REQUEST 1
Answer these questions from the forum thread on copyright notices, one answer a line, marked (a), (b), (c) like the questions.
(a) What wording does jess28 suggest for the notice?
(b) What range of sizes does Overread give for most display images?
(c) To how many pixels does AfroKen limit photos on the long side?
REQUEST 2
In the forum thread on copyright notices, restate the paragraph beginning "2) watermarks" as a short list that keeps its main points.
REQUEST 3
Output the section of the forum thread on copyright notices from "I would be short" up to and including "you can take.".

PASSAGE SHOWN
══════════
# Do you put a copyright notice on your website?



## misol (Aug 10, 2009)

I am going to be using website, blog and facebook to get my name out there.  I know there is a big risk of people copying and printing.  Its going to be in my contract with clients but I would also like to put a copy right statement.  Not just that material has a copy right but that it is illegal to copy or print, etc.  Does anyone have a statement they use for this?


----------



## jess28 (Aug 10, 2009)

I would be short and to the point.  "All images copyright (insert name here) and may not be reproduced without written authorization"

Two great bits of advice I received on here yesterday:
If it is online expect it to be stolen, and only use low resolution (Thanks again KMH!)


----------



## Overread (Aug 10, 2009)

I agree with Jess - if its online it will be taken and used, you can't stop that at all - but there are steps you can take.

1) small sizes - 600pixles to 800 (on the longest side) is far large enough for most display images and greatly limits printable options - for client preview images you might even got a little lower if you wish to just show composition

2) watermarks - any determined theif can remove them so they won't stop theft, but what they can do is be your own free adverts - a small unobtrusive watermark with your name or website listed - clear to read as well. Then when your image does get put about the web your watermark will go along with it and be your free advert


----------



## misol (Aug 10, 2009)

Thanks guys.  I will use these.  After reading Jess's post, I am going to size all my photos small for viewing...and need to figure out how to water mark them!  Project for today.  I just hate the idea of someone taking them because I would have to be so mad! lol


----------



## AfroKen (Aug 14, 2009)

I put my website name on my photos because, as Jess28 points out, if it's on the internet, it will be stolen.  I also limit my photos to 600 pixels (long side; they often are something like 600x400 pixels).

I came across this company that has invisible, and apparently traceable, watermarks, and was wondering if anyone knew anything about those.


----------
══════════
COLLECTED DATA

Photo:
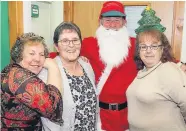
══════════
EXPECTED OUTPUT 1
(a) "All images copyright (insert name here) and may not be reproduced without written authorization"
(b) 600 to 800 pixels on the longest side
(c) 600 pixels

EXPECTED OUTPUT 2
- A determined thief can remove watermarks, so they won't stop theft.
- They can serve as free advertising.
- Use a small, unobtrusive watermark that shows your name or website and is clear to read.
- When the image spreads across the web, the watermark goes with it.

EXPECTED OUTPUT 3
I would be short and to the point.  "All images copyright (insert name here) and may not be reproduced without written authorization"

Two great bits of advice I received on here yesterday:
If it is online expect it to be stolen, and only use low resolution (Thanks again KMH!)


----------



## Overread (Aug 10, 2009)

I agree with Jess - if its online it will be taken and used, you can't stop that at all - but there are steps you can take.